Work instructions:
1 – Swap "pinning" for "keying" in the forum thread below, and reproduce the passage that begins at the words "That's a fair" and stops after "summer daily driver.".
2 – Decide whether each statement agrees with the forum thread below. Answer yes or no, and quote the deciding words.
(a) The poster with Quickjacks removed the bolt while all wheels were on the ground.
(b) The LS3 water pump weighs more than the pump it replaces.
(c) The C5 owner intends to pin the crank.
3 – Answer these questions from the forum thread below.
(a) How many track weekends has the new balancer been through?
(b) Which hose will need to be cut for the LS3 pump?
(c) What should be looked up on YouTube?

You should be able to install the Power bond or other balancer just the same without putting a flywheel locker on but it's up to you. I have Quickjacks so it was easy to lower the car with the rack gone, zip out the bolt with all wheels on the ground, then raise it back up.
As for getting the new balancer torqued, ARP has their instructions which is basically Ugga Dugga the old bolt on, torque it to xxx then remove, install lubed up ARP bolt as instructed, and Ugga it tight then torque to xxx.
FWIW I'm deeply against pinning a crank for numerous reasons and have a about 20k miles on my new balancer with 20 track weekends and dozens of Autocross events. I bolt check the vehicle every other event and it's not changed since the install.
For the water pumps it's the LS3 (searched it again) pump that weighs less & flows better. The only difference is the thermostat and how you will need to cut the LS6 hose. Should also be easier to get the belt on too. Lots of people also bypass the throttle body warming hose when doing so as well.
This led me down a rabbit hole. Seems like there are some gains to it but I'm kinda wondering if it will actually make a difference, you know what I mean? Something I didn't find a clear answer to was the diameter of the inlet and outlet, supposedly it's larger than on the LS1/LS6 so I'm a bit unsure on how the C5 hoses will fit. I will need to dig deeper.
Originally Posted by James Dean
You should be able to install the Power bond or other balancer just the same without putting a flywheel locker on but it's up to you. I have Quickjacks so it was easy to lower the car with the rack gone, zip out the bolt with all wheels on the ground, then raise it back up.
As for getting the new balancer torqued, ARP has their instructions which is basically Ugga Dugga the old bolt on, torque it to xxx then remove, install lubed up ARP bolt as instructed, and Ugga it tight then torque to xxx.
That's a fair point. In my mind I was thinking no rack - no wheels. I got access to a proper lift so shouldn't be a big deal.
Originally Posted by James Dean
FWIW I'm deeply against pinning a crank for numerous reasons and have a about 20k miles on my new balancer with 20 track weekends and dozens of Autocross events. I bolt check the vehicle every other event and it's not changed since the install.
Yeah I feel a bit hesitant about pinning as well and wasn't planning on doing it. Like maybe if I was doing a drag build but my C5 is mostly stock and my summer daily driver.
I really appreciate the feedback. Thank you!
Originally Posted by nitromainia
Look up “Toys for Life” You Tube
Several threads related to this
Best And Fastest. …. By Far
Is the “Cradle Drop”. Method Along with the Summit Tool Above
Okay I might actually need to get that wrench plate. That'd make things a lot easier. Thank you so much!

[Collection entries]
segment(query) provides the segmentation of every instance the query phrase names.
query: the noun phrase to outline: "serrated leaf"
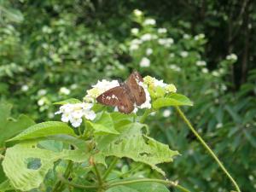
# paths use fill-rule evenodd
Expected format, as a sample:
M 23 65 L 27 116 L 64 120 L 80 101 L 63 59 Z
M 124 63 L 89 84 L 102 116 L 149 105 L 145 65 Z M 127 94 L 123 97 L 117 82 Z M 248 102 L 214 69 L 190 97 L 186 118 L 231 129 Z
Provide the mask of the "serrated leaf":
M 172 93 L 168 97 L 156 99 L 152 105 L 154 108 L 160 108 L 170 106 L 193 106 L 193 102 L 183 95 Z
M 87 121 L 87 123 L 95 130 L 96 134 L 119 134 L 114 129 L 110 114 L 107 112 L 98 114 L 95 122 Z
M 76 103 L 81 103 L 82 102 L 75 99 L 75 98 L 71 98 L 71 99 L 67 99 L 63 100 L 61 102 L 54 102 L 54 105 L 65 105 L 65 104 L 76 104 Z
M 106 192 L 169 192 L 168 189 L 161 183 L 153 182 L 142 182 L 119 185 L 110 188 Z
M 132 123 L 120 127 L 119 136 L 96 138 L 100 152 L 105 156 L 127 157 L 135 161 L 149 165 L 153 169 L 165 175 L 156 166 L 157 164 L 172 161 L 172 157 L 178 154 L 167 145 L 143 136 L 142 129 L 145 125 Z
M 73 130 L 67 124 L 59 121 L 47 121 L 30 126 L 9 141 L 33 139 L 59 134 L 76 137 Z
M 90 154 L 81 150 L 62 150 L 54 152 L 38 148 L 37 143 L 24 143 L 17 144 L 6 150 L 3 167 L 5 175 L 11 184 L 22 191 L 38 188 L 54 162 L 61 160 L 70 160 L 74 162 L 87 161 Z M 39 167 L 28 168 L 29 160 L 37 160 Z
M 15 189 L 15 188 L 10 184 L 10 182 L 9 179 L 5 180 L 2 183 L 0 183 L 0 191 L 4 192 L 7 190 L 12 190 Z

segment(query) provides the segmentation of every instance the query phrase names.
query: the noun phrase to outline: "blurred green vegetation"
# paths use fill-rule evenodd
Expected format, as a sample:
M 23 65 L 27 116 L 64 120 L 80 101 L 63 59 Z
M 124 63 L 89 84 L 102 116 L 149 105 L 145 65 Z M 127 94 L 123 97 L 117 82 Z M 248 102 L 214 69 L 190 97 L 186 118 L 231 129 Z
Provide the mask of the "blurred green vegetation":
M 53 119 L 52 102 L 136 68 L 194 101 L 192 123 L 241 190 L 253 191 L 255 10 L 250 0 L 0 0 L 0 99 L 15 114 Z M 163 166 L 168 177 L 191 191 L 230 189 L 174 110 L 149 119 L 152 136 L 183 154 Z

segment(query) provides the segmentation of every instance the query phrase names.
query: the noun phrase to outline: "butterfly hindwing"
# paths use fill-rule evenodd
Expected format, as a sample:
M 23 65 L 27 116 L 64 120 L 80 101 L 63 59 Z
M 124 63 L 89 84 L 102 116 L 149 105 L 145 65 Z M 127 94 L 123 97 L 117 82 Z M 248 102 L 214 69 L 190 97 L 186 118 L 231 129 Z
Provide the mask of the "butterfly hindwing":
M 105 91 L 96 101 L 103 105 L 118 107 L 119 111 L 125 113 L 130 113 L 134 109 L 134 100 L 125 84 Z
M 137 106 L 146 102 L 146 94 L 144 89 L 139 85 L 140 82 L 143 82 L 143 79 L 137 72 L 133 72 L 126 80 L 126 84 L 132 93 Z

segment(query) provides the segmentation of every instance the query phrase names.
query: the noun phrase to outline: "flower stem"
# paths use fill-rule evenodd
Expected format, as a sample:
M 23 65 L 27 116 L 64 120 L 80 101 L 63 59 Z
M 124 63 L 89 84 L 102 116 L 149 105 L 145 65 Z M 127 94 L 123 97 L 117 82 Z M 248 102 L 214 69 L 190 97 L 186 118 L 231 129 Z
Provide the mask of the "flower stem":
M 93 166 L 94 166 L 96 176 L 98 183 L 99 183 L 99 188 L 101 188 L 103 184 L 103 180 L 102 178 L 101 173 L 100 173 L 96 165 L 93 164 Z
M 118 158 L 114 157 L 114 159 L 113 160 L 113 161 L 109 165 L 108 168 L 105 172 L 105 173 L 102 177 L 102 180 L 105 180 L 107 178 L 107 177 L 108 176 L 108 174 L 111 172 L 111 171 L 114 168 L 118 160 L 119 160 Z
M 73 162 L 72 160 L 68 160 L 67 166 L 64 172 L 64 177 L 67 178 L 70 175 L 71 170 L 73 168 Z M 52 189 L 53 192 L 62 191 L 63 183 L 61 180 L 58 181 L 57 183 L 55 185 L 54 189 Z
M 216 160 L 216 162 L 218 164 L 220 168 L 223 170 L 223 172 L 226 174 L 226 176 L 230 179 L 234 186 L 236 187 L 236 189 L 237 192 L 241 192 L 240 188 L 235 179 L 232 177 L 232 176 L 230 174 L 230 172 L 226 170 L 223 163 L 218 160 L 217 155 L 214 154 L 214 152 L 210 148 L 210 147 L 205 143 L 205 141 L 201 137 L 201 136 L 197 133 L 195 129 L 192 126 L 191 123 L 189 120 L 186 118 L 184 113 L 182 112 L 182 110 L 177 106 L 176 109 L 180 115 L 180 117 L 183 119 L 183 121 L 187 124 L 187 125 L 189 127 L 191 131 L 194 133 L 194 135 L 197 137 L 197 139 L 201 142 L 201 143 L 204 146 L 204 148 L 209 152 L 211 156 Z
M 144 123 L 144 121 L 146 120 L 148 114 L 153 111 L 154 110 L 152 108 L 146 109 L 146 111 L 144 112 L 144 113 L 143 114 L 143 116 L 140 119 L 140 123 L 142 123 L 142 124 Z
M 67 180 L 66 178 L 64 178 L 61 175 L 59 175 L 59 179 L 65 184 L 67 184 L 67 185 L 70 185 L 70 186 L 73 186 L 74 188 L 79 188 L 79 189 L 98 189 L 98 186 L 96 185 L 81 185 L 81 184 L 77 184 L 77 183 L 74 183 L 73 182 L 70 182 L 68 180 Z
M 112 183 L 109 183 L 108 188 L 112 188 L 117 185 L 125 185 L 125 184 L 130 184 L 130 183 L 140 183 L 140 182 L 154 182 L 154 183 L 160 183 L 163 184 L 166 184 L 169 186 L 173 186 L 177 188 L 178 189 L 184 191 L 184 192 L 189 192 L 189 189 L 185 189 L 184 187 L 177 184 L 176 182 L 172 182 L 170 180 L 162 180 L 162 179 L 156 179 L 156 178 L 140 178 L 136 180 L 131 180 L 131 181 L 121 181 L 121 182 L 114 182 Z

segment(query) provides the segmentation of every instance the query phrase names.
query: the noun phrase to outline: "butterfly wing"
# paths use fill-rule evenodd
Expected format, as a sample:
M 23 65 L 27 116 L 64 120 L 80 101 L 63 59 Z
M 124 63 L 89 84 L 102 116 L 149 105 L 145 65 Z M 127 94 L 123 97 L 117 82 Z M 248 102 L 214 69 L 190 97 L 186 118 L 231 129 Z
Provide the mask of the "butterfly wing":
M 96 97 L 96 101 L 103 105 L 118 107 L 121 113 L 130 113 L 134 110 L 134 100 L 128 91 L 127 88 L 121 84 L 105 91 Z
M 143 79 L 137 72 L 133 72 L 126 80 L 126 84 L 132 93 L 137 106 L 146 102 L 146 94 L 144 89 L 139 85 L 140 82 L 143 82 Z

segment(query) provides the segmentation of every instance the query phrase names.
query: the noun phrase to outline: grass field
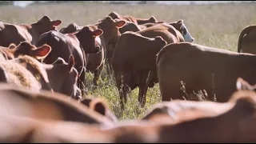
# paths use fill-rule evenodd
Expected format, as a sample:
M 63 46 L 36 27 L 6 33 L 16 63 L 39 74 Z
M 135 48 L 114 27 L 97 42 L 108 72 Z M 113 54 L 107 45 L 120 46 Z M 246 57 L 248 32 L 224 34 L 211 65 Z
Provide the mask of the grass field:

Answers to the tasks:
1 –
That's a fair point. In my mind I was thinking no rack - no wheels. I got access to a proper lift so shouldn't be a big deal.
Originally Posted by James Dean
FWIW I'm deeply against keying a crank for numerous reasons and have a about 20k miles on my new balancer with 20 track weekends and dozens of Autocross events. I bolt check the vehicle every other event and it's not changed since the install.
Yeah I feel a bit hesitant about keying as well and wasn't planning on doing it. Like maybe if I was doing a drag build but my C5 is mostly stock and my summer daily driver.

2 –
(a) Yes: "zip out the bolt with all wheels on the ground"
(b) No: "pump that weighs less & flows better"
(c) No: "wasn't planning on doing it"

3 –
(a) 20
(b) The LS6 hose
(c) "Toys for Life"